Point placement data
--- START ---

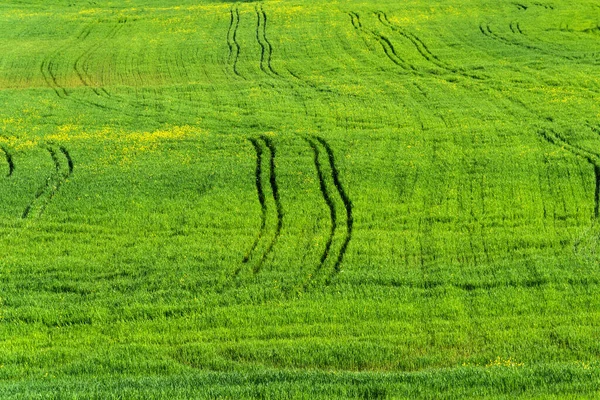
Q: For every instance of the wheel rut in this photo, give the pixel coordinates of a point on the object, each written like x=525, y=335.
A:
x=328, y=201
x=593, y=159
x=232, y=43
x=9, y=160
x=47, y=191
x=266, y=52
x=261, y=146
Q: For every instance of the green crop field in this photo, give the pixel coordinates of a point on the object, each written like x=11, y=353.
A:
x=299, y=199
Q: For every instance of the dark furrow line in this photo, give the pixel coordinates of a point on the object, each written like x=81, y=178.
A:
x=355, y=19
x=487, y=31
x=261, y=199
x=384, y=42
x=229, y=45
x=418, y=43
x=69, y=160
x=422, y=48
x=265, y=46
x=9, y=161
x=77, y=67
x=269, y=46
x=234, y=47
x=260, y=42
x=110, y=35
x=347, y=204
x=46, y=65
x=278, y=206
x=555, y=139
x=53, y=182
x=328, y=201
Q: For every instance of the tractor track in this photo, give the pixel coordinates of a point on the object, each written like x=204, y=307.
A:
x=330, y=204
x=266, y=52
x=80, y=66
x=52, y=184
x=593, y=159
x=9, y=160
x=419, y=45
x=232, y=43
x=261, y=199
x=383, y=41
x=278, y=206
x=347, y=205
x=486, y=30
x=261, y=145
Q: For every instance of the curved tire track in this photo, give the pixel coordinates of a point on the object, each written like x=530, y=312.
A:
x=383, y=41
x=260, y=150
x=278, y=206
x=266, y=52
x=9, y=161
x=52, y=184
x=232, y=43
x=261, y=199
x=328, y=201
x=593, y=159
x=421, y=47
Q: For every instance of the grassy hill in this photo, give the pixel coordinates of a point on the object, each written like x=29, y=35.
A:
x=299, y=199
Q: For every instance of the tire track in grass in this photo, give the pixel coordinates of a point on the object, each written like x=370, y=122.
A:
x=260, y=145
x=9, y=160
x=80, y=66
x=347, y=205
x=486, y=30
x=232, y=43
x=332, y=211
x=52, y=184
x=383, y=41
x=266, y=50
x=421, y=47
x=81, y=74
x=593, y=159
x=261, y=199
x=278, y=206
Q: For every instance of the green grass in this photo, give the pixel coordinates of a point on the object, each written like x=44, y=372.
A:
x=299, y=199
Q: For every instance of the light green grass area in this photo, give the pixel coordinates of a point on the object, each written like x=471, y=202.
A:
x=299, y=199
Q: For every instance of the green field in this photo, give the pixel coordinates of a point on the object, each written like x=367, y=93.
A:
x=299, y=199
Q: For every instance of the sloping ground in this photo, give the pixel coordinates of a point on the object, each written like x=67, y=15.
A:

--- END ---

== Written request ==
Turn all of the data above into a numbered list, skipping blank lines. Leave the pictures out.

== Finished task ==
1. Q: For every instance of the wheel rut in this photo, give the pixel coordinates of a point on the object, each written like x=525, y=335.
2. A:
3. x=328, y=201
4. x=593, y=159
5. x=232, y=43
6. x=9, y=160
7. x=47, y=191
8. x=266, y=52
9. x=261, y=146
10. Q: For every instance of the green crop field in this photo, give the pixel coordinates of a point on the object, each written like x=11, y=353.
11. A:
12. x=299, y=199
13. Q: For every instance of the dark furrow line in this photo, give the pixel coordinates of a point on the object, each written like x=81, y=178.
14. A:
15. x=355, y=19
16. x=487, y=31
17. x=261, y=199
18. x=384, y=42
19. x=229, y=45
20. x=418, y=43
21. x=69, y=160
22. x=422, y=48
23. x=265, y=46
24. x=9, y=161
25. x=77, y=67
26. x=269, y=46
27. x=234, y=47
28. x=260, y=42
29. x=110, y=35
30. x=347, y=204
31. x=46, y=65
32. x=278, y=206
33. x=555, y=139
34. x=53, y=182
35. x=328, y=201
36. Q: For every instance of the tractor track in this photo, give the pixel coordinates of a point on the object, each written like x=204, y=307.
37. A:
38. x=330, y=204
39. x=266, y=52
40. x=80, y=66
41. x=52, y=184
42. x=593, y=159
43. x=9, y=160
44. x=419, y=45
45. x=232, y=43
46. x=261, y=199
47. x=383, y=41
48. x=278, y=206
49. x=347, y=205
50. x=486, y=30
51. x=261, y=145
52. Q: For every instance of the curved tire track in this photo, give the pixel coordinates of a point on the object, each written like x=530, y=312.
53. A:
54. x=383, y=41
55. x=260, y=150
56. x=278, y=206
57. x=266, y=52
58. x=9, y=161
59. x=52, y=184
60. x=232, y=43
61. x=261, y=199
62. x=328, y=201
63. x=593, y=159
64. x=421, y=47
65. Q: For every instance of the grassy hill in this photo, give the pixel coordinates of a point on the object, each written like x=29, y=35.
66. A:
67. x=299, y=199
68. Q: For every instance of the tire track in grass in this photo, give the pixel coordinates of a point on the object, each written like x=370, y=122.
69. A:
70. x=260, y=145
71. x=9, y=160
72. x=80, y=66
73. x=347, y=205
74. x=486, y=30
75. x=232, y=43
76. x=332, y=211
77. x=52, y=184
78. x=383, y=41
79. x=266, y=50
80. x=421, y=47
81. x=81, y=74
82. x=593, y=159
83. x=261, y=199
84. x=278, y=206
85. Q: For every instance of the green grass in this photo, give the pixel coordinates of a point on the object, each written like x=44, y=372.
86. A:
87. x=299, y=199
88. Q: For every instance of the light green grass area in this photo, give the pixel coordinates of a point on the object, each written like x=471, y=202.
89. A:
90. x=299, y=199
91. Q: For every instance of the green field in this photo, give the pixel coordinates of a point on the object, each written like x=367, y=93.
92. A:
93. x=299, y=199
94. Q: For every instance of the sloping ground in this photo, give the pixel coordinates of a point on the object, each written like x=67, y=15.
95. A:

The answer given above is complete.